You see the difference.
But when you see the similarities, you understand where I'm going. Either way, I was going to make it home. In the long run, even if I had missed the on-campus interviews, it wouldn't have mattered, especially since I didn't get a job from any of them. ("Your resume screams public interest," one kinder-than-I-knew interviewer observed.) A day or two of missed classes would not, by the end of the semester, have been missed either.
In other words, it didn't really matter when or how I made it home. It just mattered to me because I had decided how it should be.
That's when life really knocks us off balance—when it doesn't happen the way we had planned. And that—among many, many other things—is what yoga teaches us to face gracefully.
In any given asana practice, we're not sure how our bodies are going to respond. Sometimes they are strong and flexible and amaze us with the things they can do. Sometimes they just don't seem to move in the way they usually do. Sometimes we spend most of our time wishing the teacher would release us to the floor already because we can't stand another second in uttita parshvakonasana.
And no matter what the situation, more than training our bodies, in yoga we train our minds. We train them to accept: to accept that the pose may not look the way we expected or that we are expected to hold it longer than we would like or that we just plain don't like it but we can do it anyhow. We learn to transcend discomfort—to know when to calmly approach the Air Kenya manager and explain to him the situation and when to collapse in tears. (In my case, only the latter resulted in him accompanying me to the ticketing counter where—contrary to their assertion that one could not, under any circumstances, purchase a ticket at the airport—he withdrew a manual credit card impresser from under the counter and, yes, let me pay for my ticket.)
The trick in yoga, of course, is to take your lessons off your mat. An asana practice, after all, is just a means of finding one's way into the deeper, spiritual teachings of yoga. So learning to transcend discomfort in a yoga pose is a way of learning how to transcend discomfort when you are stuck in Nairobi with no Kenyan money. Learning to surrender to the asana flow of your yoga teacher is a way of learning to surrender to the flow of energy in the Universe—a flow of energy that cares not a whit when your on-campus interviews are scheduled to begin.

(Point-per-instance localization data)

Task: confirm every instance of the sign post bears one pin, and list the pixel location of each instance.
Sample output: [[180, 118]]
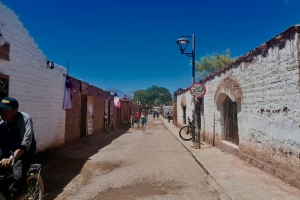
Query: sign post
[[197, 90]]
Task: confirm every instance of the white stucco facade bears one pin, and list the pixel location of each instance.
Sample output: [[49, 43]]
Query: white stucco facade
[[39, 89], [265, 85]]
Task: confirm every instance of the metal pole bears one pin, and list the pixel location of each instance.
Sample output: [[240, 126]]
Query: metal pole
[[193, 58]]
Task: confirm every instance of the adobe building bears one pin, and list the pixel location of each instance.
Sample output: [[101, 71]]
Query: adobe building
[[251, 107]]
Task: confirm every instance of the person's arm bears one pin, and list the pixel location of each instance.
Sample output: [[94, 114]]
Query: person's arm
[[6, 162], [25, 124]]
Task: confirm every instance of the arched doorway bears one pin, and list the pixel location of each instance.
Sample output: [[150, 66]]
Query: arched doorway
[[228, 98], [230, 121], [183, 106]]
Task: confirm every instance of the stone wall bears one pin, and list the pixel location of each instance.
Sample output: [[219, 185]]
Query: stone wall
[[265, 85]]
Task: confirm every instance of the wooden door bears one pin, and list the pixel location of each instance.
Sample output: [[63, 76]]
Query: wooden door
[[90, 115]]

**Task item**
Pick up the essay on yoga and acceptance after its final sentence and keep writing it.

**Result of the exercise**
For me, the lesson is easiest to learn on my yoga mat. But it is also more gratifying when I master it, say, in a small, prop plane with my toddler son, as I distract him from the fact that we are on an ay-uh-plane in the sky going whoosh by reading him Dr. Suess's ABC's.
Uttita Pashvakonasana (Extended Angle Pose)—Learning to Transcend Discomfort
It's not just me. Uttita Pashvokanasana is a mighty difficult pose to love. It demands strength and patience from your quadriceps. It requires a deep openness in your hips that few desk-sitters have. It challenges you to raise your arm over your ear while neither resting it on your head nor sinking your aching shoulder into your trembling chin. All of this just so you can open your heart with strength, grace, and beauty.
And yet, it is one of the best teachers of the asanas. It brooks no cheating; you learn not to move more deeply into the pose than your body can handle, lest you collapse in a tangle of aching limbs and constricted breathing. You learn to be patient, to follow your breath in order to transcend discomfort. You learn how good it feels when you find a way to be open and clear and strong so your heart can shine.
If only I had had space for a quick uttita parshvakonasana on that airplane.